(Records of labeled points)
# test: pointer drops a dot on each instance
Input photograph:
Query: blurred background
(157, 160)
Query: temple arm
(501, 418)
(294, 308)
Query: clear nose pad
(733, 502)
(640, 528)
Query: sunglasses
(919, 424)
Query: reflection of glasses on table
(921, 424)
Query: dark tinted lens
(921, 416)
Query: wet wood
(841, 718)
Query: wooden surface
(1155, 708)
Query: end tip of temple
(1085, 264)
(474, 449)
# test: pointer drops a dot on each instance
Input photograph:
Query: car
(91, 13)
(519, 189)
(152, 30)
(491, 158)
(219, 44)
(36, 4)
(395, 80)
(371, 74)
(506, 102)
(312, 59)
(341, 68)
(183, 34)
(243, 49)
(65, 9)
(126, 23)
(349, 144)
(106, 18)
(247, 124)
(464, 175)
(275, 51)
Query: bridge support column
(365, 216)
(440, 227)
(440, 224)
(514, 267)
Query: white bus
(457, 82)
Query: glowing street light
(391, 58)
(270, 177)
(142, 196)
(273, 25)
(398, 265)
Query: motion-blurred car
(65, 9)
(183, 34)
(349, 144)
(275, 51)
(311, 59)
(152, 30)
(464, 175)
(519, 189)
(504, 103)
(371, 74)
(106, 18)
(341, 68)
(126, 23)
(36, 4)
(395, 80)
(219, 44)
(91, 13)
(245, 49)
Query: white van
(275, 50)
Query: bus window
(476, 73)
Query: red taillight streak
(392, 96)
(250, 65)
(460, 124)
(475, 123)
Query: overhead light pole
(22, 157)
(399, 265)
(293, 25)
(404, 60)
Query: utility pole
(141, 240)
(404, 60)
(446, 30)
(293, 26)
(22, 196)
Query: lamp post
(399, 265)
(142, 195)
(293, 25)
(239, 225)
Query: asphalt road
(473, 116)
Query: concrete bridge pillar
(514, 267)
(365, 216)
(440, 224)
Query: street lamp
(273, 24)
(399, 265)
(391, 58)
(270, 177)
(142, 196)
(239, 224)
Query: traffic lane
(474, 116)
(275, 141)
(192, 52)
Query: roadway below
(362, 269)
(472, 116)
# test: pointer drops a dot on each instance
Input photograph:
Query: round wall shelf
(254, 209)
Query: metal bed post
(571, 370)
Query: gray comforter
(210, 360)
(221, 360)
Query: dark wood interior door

WHAT IS EXPECTED » Send back every record, precisely as written.

TASK OUTPUT »
# test: pointer drops a dot on each instance
Input photograph:
Query: blurred background
(157, 160)
Query: temple arm
(501, 418)
(294, 308)
Query: clear nose pad
(733, 502)
(640, 528)
Query: sunglasses
(919, 424)
Query: reflection of glasses on table
(921, 424)
Query: dark tinted lens
(921, 416)
Query: wet wood
(841, 718)
Query: wooden surface
(1155, 708)
Query: end tip of temple
(1085, 264)
(474, 449)
# test: pointer drops a dot on each instance
Input photograph:
Query: car
(91, 13)
(519, 189)
(152, 30)
(491, 158)
(219, 44)
(36, 4)
(395, 80)
(371, 74)
(506, 102)
(312, 59)
(341, 68)
(183, 34)
(243, 49)
(65, 9)
(126, 23)
(349, 144)
(106, 18)
(247, 124)
(464, 175)
(275, 51)
Query: bridge support column
(365, 216)
(440, 227)
(440, 224)
(514, 267)
Query: white bus
(457, 82)
Query: glowing street light
(391, 58)
(270, 177)
(142, 196)
(273, 25)
(398, 265)
Query: motion-blurred car
(65, 9)
(183, 34)
(349, 144)
(275, 51)
(311, 59)
(152, 30)
(464, 175)
(519, 189)
(504, 103)
(371, 74)
(106, 18)
(341, 68)
(126, 23)
(36, 4)
(395, 80)
(219, 44)
(91, 13)
(245, 49)
Query: white van
(275, 50)
Query: bus window
(476, 73)
Query: red taillight streak
(392, 96)
(250, 65)
(460, 124)
(475, 123)
Query: overhead light pole
(22, 157)
(399, 265)
(293, 25)
(404, 60)
Query: utility pole
(141, 240)
(404, 60)
(446, 30)
(293, 26)
(22, 196)
Query: lamp post
(399, 265)
(142, 195)
(293, 25)
(239, 225)
Query: asphalt road
(473, 116)
Query: concrete bridge pillar
(514, 267)
(365, 216)
(440, 224)
Query: street lamp
(273, 24)
(399, 265)
(391, 58)
(270, 177)
(142, 196)
(239, 224)
Query: traffic lane
(474, 116)
(275, 141)
(192, 52)
Query: roadway below
(362, 269)
(472, 116)
# test: pointer drops a dot on each instance
Input photograph:
Query: round wall shelf
(254, 209)
Query: metal bed post
(571, 370)
Query: gray comforter
(210, 360)
(221, 360)
Query: dark wood interior door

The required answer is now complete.